** AIM OF THE EXERCISE **
An exact reproduction of all the entries is what the answer must contain.

** RECORDS FOR PROCESSING **
* * * * * * * * *

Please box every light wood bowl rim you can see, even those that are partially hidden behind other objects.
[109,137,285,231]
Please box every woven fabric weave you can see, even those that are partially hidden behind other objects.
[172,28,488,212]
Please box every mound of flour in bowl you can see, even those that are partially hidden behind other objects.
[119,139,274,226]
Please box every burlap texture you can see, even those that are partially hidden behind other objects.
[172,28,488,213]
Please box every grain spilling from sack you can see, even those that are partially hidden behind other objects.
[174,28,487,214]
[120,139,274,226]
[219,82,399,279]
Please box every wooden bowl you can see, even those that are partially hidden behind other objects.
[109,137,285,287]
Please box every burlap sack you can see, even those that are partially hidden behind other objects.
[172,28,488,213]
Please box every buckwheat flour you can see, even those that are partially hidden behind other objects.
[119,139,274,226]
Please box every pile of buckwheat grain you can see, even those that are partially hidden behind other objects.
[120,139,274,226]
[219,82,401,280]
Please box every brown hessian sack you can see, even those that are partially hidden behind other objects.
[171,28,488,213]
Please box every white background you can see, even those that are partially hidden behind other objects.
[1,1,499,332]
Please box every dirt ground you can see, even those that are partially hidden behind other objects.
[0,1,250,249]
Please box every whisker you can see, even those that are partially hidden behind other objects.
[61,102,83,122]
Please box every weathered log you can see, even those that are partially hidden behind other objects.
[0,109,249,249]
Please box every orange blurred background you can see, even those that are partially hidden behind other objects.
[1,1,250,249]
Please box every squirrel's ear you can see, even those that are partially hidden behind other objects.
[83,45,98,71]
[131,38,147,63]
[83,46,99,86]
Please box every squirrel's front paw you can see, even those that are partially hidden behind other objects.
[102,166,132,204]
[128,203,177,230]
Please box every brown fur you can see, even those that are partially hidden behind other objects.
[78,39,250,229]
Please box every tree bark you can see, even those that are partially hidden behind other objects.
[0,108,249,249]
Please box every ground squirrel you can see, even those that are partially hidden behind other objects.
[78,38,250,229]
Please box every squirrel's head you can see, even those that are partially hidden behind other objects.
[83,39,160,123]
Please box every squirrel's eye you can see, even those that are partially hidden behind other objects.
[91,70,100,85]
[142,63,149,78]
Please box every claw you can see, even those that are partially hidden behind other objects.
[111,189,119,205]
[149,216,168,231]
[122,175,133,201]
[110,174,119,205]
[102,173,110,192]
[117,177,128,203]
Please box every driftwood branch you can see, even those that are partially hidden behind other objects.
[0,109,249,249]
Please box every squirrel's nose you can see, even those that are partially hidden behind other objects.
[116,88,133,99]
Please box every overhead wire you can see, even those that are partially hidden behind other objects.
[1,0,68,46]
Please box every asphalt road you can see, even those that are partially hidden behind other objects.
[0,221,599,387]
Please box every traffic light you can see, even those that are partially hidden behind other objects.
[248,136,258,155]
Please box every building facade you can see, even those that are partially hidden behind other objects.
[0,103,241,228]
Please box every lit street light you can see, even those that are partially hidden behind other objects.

* * * * * * * * *

** SOLUTION TO THE EXERCISE **
Please box every light wood bowl rim you can see, even those that are partially hidden behind other objects.
[109,137,285,231]
Please box every woven fabric weave you can see, even those that are partially hidden behind other objects.
[172,28,488,212]
Please box every mound of flour in bowl you can see, even those that are partially hidden behind other objects.
[119,139,274,226]
Please box every burlap texture you can see, even those that are partially hidden behind other objects.
[172,28,488,213]
Please box every grain spilling from sack you can see, even those that are partially hidden behind other objects.
[174,28,487,214]
[120,139,274,226]
[219,82,399,279]
Please box every wooden bowl you can see, even those that are partially hidden behind other objects.
[109,137,285,287]
Please box every burlap sack you can see, even those that are partially hidden behind other objects.
[172,28,488,213]
Please box every buckwheat flour you can see, even those that are partially hidden behind other objects.
[119,139,274,226]
Please box every pile of buckwheat grain you can see, even those that are partially hidden behind other objects.
[120,139,274,226]
[219,82,401,280]
Please box every brown hessian sack you can see, even those that are partially hidden behind other objects.
[171,28,488,213]
Please box every white background you can see, even those that are partially hidden behind other objects.
[1,1,499,332]
Please box every dirt ground you can see, even those that are partially hidden behind other objects.
[0,1,250,249]
Please box every whisker you can see, even those that are partially hidden behind other objects.
[61,102,83,122]
Please box every weathered log you can see, even those that are partially hidden behind other objects.
[0,109,249,249]
Please box every orange blurred background you can see, even those that are partially hidden behind other objects.
[1,1,250,249]
Please box every squirrel's ear you can see, even those that are partially hidden behind other objects.
[83,45,98,71]
[131,38,147,63]
[83,46,99,86]
Please box every squirrel's front paw you can see, even those that are partially hidden behind other objects.
[102,166,132,204]
[128,203,177,230]
Please box every brown fur you can see, even those that are partially hidden behind other objects.
[78,39,250,229]
Please box every tree bark you can see, even those that are partially hidden behind other objects.
[0,108,249,249]
Please box every ground squirrel you can see, even those that are partially hidden behind other objects.
[78,38,250,229]
Please box every squirrel's head you can see, even those that are partially hidden behind other objects.
[83,39,160,123]
Please box every squirrel's eye you can see, even those that are partially hidden behind other objects.
[91,70,100,85]
[142,63,149,78]
Please box every claw you can see, even those that are partially hidden behind other objects.
[111,189,119,205]
[149,216,168,231]
[122,175,133,201]
[110,174,119,205]
[102,173,110,192]
[117,177,128,203]
Please box every driftwood branch you can see, even those that are partially hidden behind other objects.
[0,109,249,249]
Please box every squirrel's nose you can see, even those that are partially hidden behind other objects.
[116,88,133,99]
Please box every overhead wire you can see, even those that are partially hidden behind other objects.
[1,0,68,46]
Please box every asphalt road you can see, even those that are partially hidden behind other objects.
[0,221,599,387]
Please box every traffic light you can see, even those that are partially hidden behind other objects.
[248,136,258,155]
Please box every building facade you can see, even those that are partially hidden behind other objects.
[0,103,241,228]
Please box every lit street light you can see, even those that are partially hidden behind other objects.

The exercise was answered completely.